[What you will do] Return the data below line for line, unchanged, and leave out the pictures.

[Raw records]
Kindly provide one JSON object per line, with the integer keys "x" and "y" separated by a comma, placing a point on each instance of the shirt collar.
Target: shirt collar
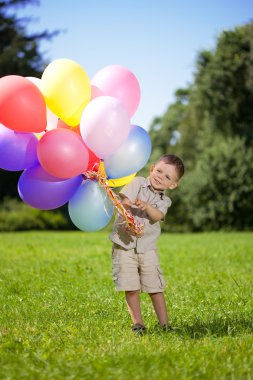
{"x": 147, "y": 183}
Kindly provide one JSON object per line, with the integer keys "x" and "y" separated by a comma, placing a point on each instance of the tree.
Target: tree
{"x": 19, "y": 55}
{"x": 213, "y": 122}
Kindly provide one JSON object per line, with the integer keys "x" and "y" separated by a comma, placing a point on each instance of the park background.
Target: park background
{"x": 60, "y": 317}
{"x": 194, "y": 65}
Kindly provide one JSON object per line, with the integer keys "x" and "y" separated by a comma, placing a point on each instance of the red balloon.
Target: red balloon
{"x": 22, "y": 106}
{"x": 94, "y": 161}
{"x": 62, "y": 153}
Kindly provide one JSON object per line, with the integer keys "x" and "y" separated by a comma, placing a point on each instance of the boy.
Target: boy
{"x": 135, "y": 260}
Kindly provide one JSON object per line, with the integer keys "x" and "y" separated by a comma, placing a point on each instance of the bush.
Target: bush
{"x": 218, "y": 192}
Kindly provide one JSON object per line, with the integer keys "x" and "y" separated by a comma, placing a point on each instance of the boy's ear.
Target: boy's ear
{"x": 174, "y": 185}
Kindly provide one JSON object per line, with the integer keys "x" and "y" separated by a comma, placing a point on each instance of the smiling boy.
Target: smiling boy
{"x": 134, "y": 259}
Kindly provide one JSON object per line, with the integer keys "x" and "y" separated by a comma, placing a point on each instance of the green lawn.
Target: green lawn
{"x": 60, "y": 317}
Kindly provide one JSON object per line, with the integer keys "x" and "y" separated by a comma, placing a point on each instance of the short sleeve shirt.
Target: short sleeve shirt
{"x": 140, "y": 188}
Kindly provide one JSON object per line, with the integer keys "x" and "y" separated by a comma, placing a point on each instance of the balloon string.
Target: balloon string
{"x": 132, "y": 226}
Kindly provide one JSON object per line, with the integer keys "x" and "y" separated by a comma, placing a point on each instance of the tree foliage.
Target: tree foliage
{"x": 19, "y": 55}
{"x": 213, "y": 122}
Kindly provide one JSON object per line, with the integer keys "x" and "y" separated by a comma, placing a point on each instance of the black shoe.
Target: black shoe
{"x": 139, "y": 329}
{"x": 167, "y": 327}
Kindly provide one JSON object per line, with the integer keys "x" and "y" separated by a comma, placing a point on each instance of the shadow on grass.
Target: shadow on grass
{"x": 217, "y": 327}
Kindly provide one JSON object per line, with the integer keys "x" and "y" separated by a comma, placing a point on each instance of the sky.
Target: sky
{"x": 158, "y": 40}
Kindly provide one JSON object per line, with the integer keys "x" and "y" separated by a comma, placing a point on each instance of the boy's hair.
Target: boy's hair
{"x": 173, "y": 160}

[Answer below]
Kindly provide one JSON object per line, with the integer keys "x" and "y" separated by a comma, placing a point on each instance of the shirt collar.
Target: shirt collar
{"x": 147, "y": 183}
Kindly provide one JSON object per line, with the integer keys "x" and "y" separated by a comma, placing a point on each instance of the tree.
Target: tree
{"x": 19, "y": 55}
{"x": 213, "y": 122}
Kindly provide one JSON object per line, with the integer keys "x" and "y" separated by a comma, placing a point on each instance of the park background.
Target: park background
{"x": 60, "y": 317}
{"x": 194, "y": 65}
Kindly provide one JSON object per line, with the integer keys "x" and "y" separated by a comma, placing a point on each instance of the red balloon.
Target: red balloon
{"x": 22, "y": 106}
{"x": 94, "y": 161}
{"x": 62, "y": 153}
Kindly provide one JSON object per line, with the integer keys "x" and "y" separated by a comma, placing a point on each instance of the boy.
Target: boy
{"x": 135, "y": 260}
Kindly provide one JSON object per line, with the integer keys "x" and "y" separated by a comma, placing a point on each instance of the bush.
Target: bush
{"x": 218, "y": 192}
Kindly provide one JSON object per line, with the integer keys "x" and "y" separated by a comma, placing a point on each instance of the boy's ear.
Target: boy's ear
{"x": 174, "y": 185}
Kindly provide one JSON object per line, with the integer keys "x" and "y" separated by a comma, placing a point on each instance of the smiling boy.
Target: smiling boy
{"x": 134, "y": 259}
Kindly provide one JSON object per line, with the integer keys "x" and "y" separated by a comma, placing a point on each instance of the green lawn.
Target: green lawn
{"x": 60, "y": 317}
Kindly provide one JSON object per line, with the integer keys "x" and "y" separated by a comma, placing a point on each instance of the short sleeve shirt.
Target: short sleeve shirt
{"x": 140, "y": 188}
Kindly provide one JSON object per line, with the integer keys "x" and "y" separated by a comma, placing a point on each instance of the balloon string.
Target: balloon string
{"x": 132, "y": 226}
Kindly provide one JSON object per line, with the integer keys "x" and "y" separated by a comma, placing a point on each instance of the tree foliage.
Target: tree foliage
{"x": 19, "y": 55}
{"x": 213, "y": 122}
Kindly provide one JSON object per line, with the integer keys "x" and "y" separated by a comma, placing a point on each instance of the black shoe.
Target: black shoe
{"x": 139, "y": 329}
{"x": 167, "y": 327}
Kindly provide one JSON object per line, with the integer keys "x" and "y" separated by a comma, placing a point on each instance of the shadow on grass.
Target: shadow on grass
{"x": 217, "y": 327}
Kindly provide one JSON object per line, with the integer keys "x" and "y" separated by a comma, placing a point on each instance of the sky.
Target: sky
{"x": 158, "y": 40}
Kindly provide one JSON object per line, with the integer keys "x" and "y" separated by a comma, placing a point on each instance of the boy's hair.
Target: boy's hair
{"x": 173, "y": 160}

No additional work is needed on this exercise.